##### INPUT DATA

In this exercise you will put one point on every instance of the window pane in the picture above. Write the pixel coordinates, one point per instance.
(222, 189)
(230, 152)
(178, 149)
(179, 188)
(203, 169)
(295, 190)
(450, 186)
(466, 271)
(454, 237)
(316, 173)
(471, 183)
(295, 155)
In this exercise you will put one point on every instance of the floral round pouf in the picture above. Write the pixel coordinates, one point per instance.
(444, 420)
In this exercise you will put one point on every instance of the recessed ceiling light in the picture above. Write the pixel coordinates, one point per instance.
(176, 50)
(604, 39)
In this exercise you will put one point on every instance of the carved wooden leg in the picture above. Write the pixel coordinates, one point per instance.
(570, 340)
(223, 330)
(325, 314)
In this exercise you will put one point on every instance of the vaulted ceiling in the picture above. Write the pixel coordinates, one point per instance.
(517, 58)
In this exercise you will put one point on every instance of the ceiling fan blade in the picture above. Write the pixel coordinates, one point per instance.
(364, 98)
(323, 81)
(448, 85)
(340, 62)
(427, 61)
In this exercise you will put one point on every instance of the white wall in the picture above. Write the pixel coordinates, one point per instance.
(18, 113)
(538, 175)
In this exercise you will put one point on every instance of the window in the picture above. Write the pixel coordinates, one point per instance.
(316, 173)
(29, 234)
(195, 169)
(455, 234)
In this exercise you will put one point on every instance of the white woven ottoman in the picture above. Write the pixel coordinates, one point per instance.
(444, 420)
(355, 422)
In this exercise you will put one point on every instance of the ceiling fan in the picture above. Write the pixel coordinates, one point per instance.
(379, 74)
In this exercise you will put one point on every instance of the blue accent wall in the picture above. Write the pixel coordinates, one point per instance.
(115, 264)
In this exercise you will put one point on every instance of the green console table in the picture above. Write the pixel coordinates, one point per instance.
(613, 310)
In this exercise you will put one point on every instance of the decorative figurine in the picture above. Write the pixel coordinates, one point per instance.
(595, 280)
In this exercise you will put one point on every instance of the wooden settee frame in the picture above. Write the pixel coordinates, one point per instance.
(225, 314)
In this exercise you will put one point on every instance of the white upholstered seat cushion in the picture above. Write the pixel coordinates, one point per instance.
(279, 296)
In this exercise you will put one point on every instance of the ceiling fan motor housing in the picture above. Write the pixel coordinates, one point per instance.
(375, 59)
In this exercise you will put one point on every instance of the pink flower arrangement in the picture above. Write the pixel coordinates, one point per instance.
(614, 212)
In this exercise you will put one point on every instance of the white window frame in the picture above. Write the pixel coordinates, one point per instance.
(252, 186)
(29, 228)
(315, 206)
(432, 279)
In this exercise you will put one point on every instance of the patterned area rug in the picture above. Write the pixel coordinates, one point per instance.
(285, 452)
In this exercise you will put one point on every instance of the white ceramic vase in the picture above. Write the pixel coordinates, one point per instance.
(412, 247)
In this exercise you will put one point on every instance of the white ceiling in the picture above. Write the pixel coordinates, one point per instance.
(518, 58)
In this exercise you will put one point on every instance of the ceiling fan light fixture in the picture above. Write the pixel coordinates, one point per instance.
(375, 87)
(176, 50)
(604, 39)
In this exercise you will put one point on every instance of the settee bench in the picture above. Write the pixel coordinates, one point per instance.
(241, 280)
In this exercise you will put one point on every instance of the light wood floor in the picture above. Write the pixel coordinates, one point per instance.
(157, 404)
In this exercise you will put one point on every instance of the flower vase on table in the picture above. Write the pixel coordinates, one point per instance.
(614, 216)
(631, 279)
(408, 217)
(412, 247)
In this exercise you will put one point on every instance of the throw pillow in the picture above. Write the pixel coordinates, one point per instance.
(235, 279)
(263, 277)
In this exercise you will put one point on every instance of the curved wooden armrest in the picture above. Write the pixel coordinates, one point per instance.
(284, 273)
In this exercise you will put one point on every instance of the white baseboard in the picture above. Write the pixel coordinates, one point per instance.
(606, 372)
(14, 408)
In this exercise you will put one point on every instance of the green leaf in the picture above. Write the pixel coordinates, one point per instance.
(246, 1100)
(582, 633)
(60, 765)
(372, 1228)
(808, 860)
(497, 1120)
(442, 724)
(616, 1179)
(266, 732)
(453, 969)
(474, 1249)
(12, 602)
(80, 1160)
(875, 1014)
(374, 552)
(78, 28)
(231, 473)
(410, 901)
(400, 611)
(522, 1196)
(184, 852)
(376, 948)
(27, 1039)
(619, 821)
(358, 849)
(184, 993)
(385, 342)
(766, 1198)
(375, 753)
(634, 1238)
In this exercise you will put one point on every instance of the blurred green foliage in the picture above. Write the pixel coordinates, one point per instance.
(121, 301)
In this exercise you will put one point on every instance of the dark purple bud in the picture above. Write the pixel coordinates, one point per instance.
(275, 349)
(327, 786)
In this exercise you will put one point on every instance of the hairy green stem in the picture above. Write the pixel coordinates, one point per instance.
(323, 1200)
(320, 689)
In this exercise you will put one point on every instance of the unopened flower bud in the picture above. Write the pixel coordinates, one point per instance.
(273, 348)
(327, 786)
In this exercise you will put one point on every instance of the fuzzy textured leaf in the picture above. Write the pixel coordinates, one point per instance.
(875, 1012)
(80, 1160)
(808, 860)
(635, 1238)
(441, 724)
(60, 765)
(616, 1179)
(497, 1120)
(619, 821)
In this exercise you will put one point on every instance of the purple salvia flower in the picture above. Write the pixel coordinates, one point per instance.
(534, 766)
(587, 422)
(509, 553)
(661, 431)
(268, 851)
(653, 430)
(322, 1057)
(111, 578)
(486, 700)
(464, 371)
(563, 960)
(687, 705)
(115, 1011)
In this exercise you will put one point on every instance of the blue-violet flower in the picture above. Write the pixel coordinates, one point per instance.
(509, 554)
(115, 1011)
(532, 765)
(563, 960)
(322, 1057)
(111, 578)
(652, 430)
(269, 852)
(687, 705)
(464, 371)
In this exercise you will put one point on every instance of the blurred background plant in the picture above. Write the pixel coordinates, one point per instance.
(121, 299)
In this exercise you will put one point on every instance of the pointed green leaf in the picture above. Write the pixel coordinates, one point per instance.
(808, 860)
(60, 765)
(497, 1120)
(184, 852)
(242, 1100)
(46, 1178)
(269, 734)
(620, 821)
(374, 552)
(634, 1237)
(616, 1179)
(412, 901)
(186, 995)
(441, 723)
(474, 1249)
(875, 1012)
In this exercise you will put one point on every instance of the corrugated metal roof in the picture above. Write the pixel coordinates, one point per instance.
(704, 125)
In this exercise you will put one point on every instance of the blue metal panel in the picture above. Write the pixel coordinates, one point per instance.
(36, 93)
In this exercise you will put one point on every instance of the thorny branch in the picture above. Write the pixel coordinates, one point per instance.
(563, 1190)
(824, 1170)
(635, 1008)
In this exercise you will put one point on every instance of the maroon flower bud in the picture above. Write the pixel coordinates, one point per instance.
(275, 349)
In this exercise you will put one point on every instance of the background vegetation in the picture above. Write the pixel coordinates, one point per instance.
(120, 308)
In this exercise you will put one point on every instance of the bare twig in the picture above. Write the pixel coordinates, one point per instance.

##########

> [ABOUT THIS TASK]
Print out each record above exactly, with nothing omitted.

> [EXERCISE RESULT]
In this exercise you will put one point on every instance of the window pane in the picture above. Write the pixel coordinates, one point per instance.
(222, 189)
(230, 152)
(178, 149)
(179, 188)
(203, 169)
(295, 190)
(450, 186)
(466, 271)
(454, 237)
(316, 173)
(471, 183)
(295, 155)
In this exercise you will put one point on every instance of the floral round pouf in the picture above. Write the pixel coordinates, one point per instance.
(444, 420)
In this exercise you will put one point on every instance of the recessed ceiling light in the picture above. Write the pixel coordinates, one point per instance.
(176, 50)
(604, 39)
In this exercise you will put one point on every instance of the carved wooden leg in the picture above. Write the pixel coordinates, one point per instance.
(570, 340)
(223, 330)
(325, 314)
In this exercise you will put one point on every instance of the vaulted ceiling in the picture above. Write the pixel coordinates, one point per instance.
(517, 58)
In this exercise you will put one point on every instance of the ceiling fan blade in the picture above. Write the pixel coordinates, one point per instance.
(364, 98)
(323, 81)
(448, 85)
(340, 62)
(427, 61)
In this exercise you will put one point on every instance of the white wall in the picture above. Write the pixel coordinates, one point per instance.
(18, 113)
(538, 175)
In this exercise you will put one point on every instance of the window in the picture above. Write the pixel coordinates, one point per instance.
(316, 173)
(29, 234)
(195, 169)
(455, 234)
In this exercise you will put one point on every instance of the white woven ottoman in the picture above. Write the pixel coordinates, one point per instance.
(444, 420)
(355, 422)
In this exercise you will put one point on every instance of the ceiling fan in the picture above. Write the pixel coordinates, one point per instance.
(379, 74)
In this exercise you will put one point on every instance of the blue accent wall in the picture above. Write the pixel coordinates, one point per instance.
(115, 264)
In this exercise you will put one point on every instance of the green console table in the picture above. Write the pixel coordinates, one point per instance.
(613, 310)
In this exercise you will put one point on every instance of the decorative figurine in the picture above. Write the pixel coordinates, one point per instance.
(595, 280)
In this exercise you will put one point on every instance of the wooden settee frame in the picture above. Write the pixel coordinates, one point per instance.
(225, 314)
In this exercise you will put one point on every instance of the white upholstered seat cushion in the picture above. Write the pixel coordinates, one point per instance.
(279, 296)
In this exercise you will put one point on every instance of the ceiling fan motor housing in the picture above. Write the pixel coordinates, one point per instance.
(375, 59)
In this exercise you will put one point on every instance of the pink flower arrangement in the picture above. Write the pixel coordinates, one point per instance.
(614, 212)
In this exercise you will put one point on every instance of the white window frame in the picture above. Write the pixel coordinates, one point per instance.
(252, 186)
(29, 228)
(315, 206)
(432, 279)
In this exercise you will put one point on every instance of the patterned area rug in the picture above. Write the pixel coordinates, one point per instance.
(285, 452)
In this exercise you will put one point on every instance of the white ceramic vase in the picture above. Write the pixel coordinates, one point per instance.
(412, 247)
In this exercise you will put one point on every instance of the white ceiling in the picture above. Write the pixel coordinates, one point per instance.
(518, 58)
In this exercise you will put one point on every instance of the ceiling fan light fixture in the picture above. Write the pixel coordinates, one point per instance.
(375, 87)
(176, 50)
(604, 39)
In this exercise you will put one point on every instance of the settee bench in the picture above. Write the pixel coordinates, one point per instance.
(241, 280)
In this exercise you will put one point on every instance of the light wood floor in the picture above. Write the pixel coordinates, one point per instance.
(157, 404)
In this exercise you will put one point on every instance of the flower vase on table in the picture above. Write the pixel coordinates, one point per instance.
(614, 216)
(631, 279)
(408, 217)
(412, 247)
In this exercise you will put one point on every instance of the throw pillow in the picture above. Write the pixel coordinates, one point per instance.
(235, 279)
(263, 277)
In this exercise you will put one point on every instance of the curved wooden armrest in the picture above. Write the pixel coordinates, one point per instance.
(284, 273)
In this exercise you will put one point on every instance of the white baseboard in the picture above. Write the pixel coordinates, one point per instance.
(606, 372)
(14, 408)
In this exercise you will put one point on every instance of the green leaf in the picture above. Write the pixel coordinates, one point per instance.
(246, 1100)
(582, 633)
(60, 765)
(372, 1228)
(808, 860)
(497, 1120)
(442, 724)
(616, 1179)
(266, 732)
(453, 969)
(474, 1249)
(12, 602)
(80, 1160)
(875, 1014)
(374, 552)
(78, 28)
(231, 473)
(410, 901)
(400, 611)
(522, 1196)
(184, 852)
(376, 948)
(27, 1039)
(619, 821)
(358, 849)
(184, 993)
(385, 342)
(766, 1198)
(375, 753)
(634, 1238)
In this exercise you will put one point on every instance of the blurred green foliage in the picture above. Write the pixel coordinates, one point per instance.
(121, 301)
In this exercise you will put one point on every instance of the dark purple bud in the picture above. Write the pixel coordinates, one point per instance.
(275, 349)
(327, 786)
In this exercise you will put one point on every instance of the hairy green stem in the picture above. Write the pixel coordinates, one point per instance.
(323, 1200)
(320, 689)
In this exercise you will put one point on every instance of the unopened flower bud in the picture above. Write the pixel coordinates, one point per instance.
(273, 348)
(327, 786)
In this exercise you will put one point on every instance of the fuzzy textured leaf in the picture above. Write the pixel coordinates, one point per instance.
(875, 1012)
(80, 1160)
(808, 860)
(635, 1238)
(441, 724)
(60, 765)
(616, 1179)
(497, 1120)
(619, 821)
In this exercise you will put one point on every instance of the purple salvia flower in the picture above. Write the pixel coordinates, one point per instance.
(534, 766)
(587, 422)
(509, 553)
(661, 431)
(268, 851)
(653, 430)
(322, 1057)
(111, 578)
(486, 700)
(464, 371)
(563, 960)
(687, 705)
(115, 1011)
In this exercise you will put one point on every instance of the blue-violet flower in the picture above. Write the pixel coordinates, one point per instance.
(509, 554)
(115, 1011)
(532, 765)
(563, 960)
(322, 1057)
(111, 578)
(652, 430)
(269, 852)
(687, 705)
(464, 371)
In this exercise you will put one point on every instance of the blurred background plant in the picture above. Write the pixel coordinates, one point per instance.
(121, 299)
In this exercise you will put one point on every instance of the pointed green leaf in the picture above. Write the pixel coordinates, one point per instance.
(808, 860)
(60, 765)
(497, 1120)
(184, 852)
(242, 1100)
(46, 1178)
(269, 734)
(620, 821)
(374, 552)
(634, 1237)
(616, 1179)
(412, 901)
(186, 995)
(441, 723)
(474, 1249)
(875, 1012)
In this exercise you will put one point on every instance of the corrugated metal roof in the picture above. Write the pixel coordinates, one point per instance.
(704, 125)
In this exercise you will put one point on every instance of the blue metal panel in the picture above. Write the pixel coordinates, one point per instance.
(36, 93)
In this exercise you will put one point on every instance of the thorny branch in the picture above. Write the pixel coordinates, one point per instance.
(563, 1190)
(824, 1170)
(635, 1008)
In this exercise you will put one point on every instance of the maroon flower bud in the picture above. Write the pixel coordinates, one point per instance.
(275, 349)
In this exercise you will put one point on every instance of the background vegetation in the picture above. Write the pixel coordinates, one point per instance.
(120, 308)
In this exercise you will put one point on every instance of the bare twig in the picture above. Write the pixel coordinates, one point per instance.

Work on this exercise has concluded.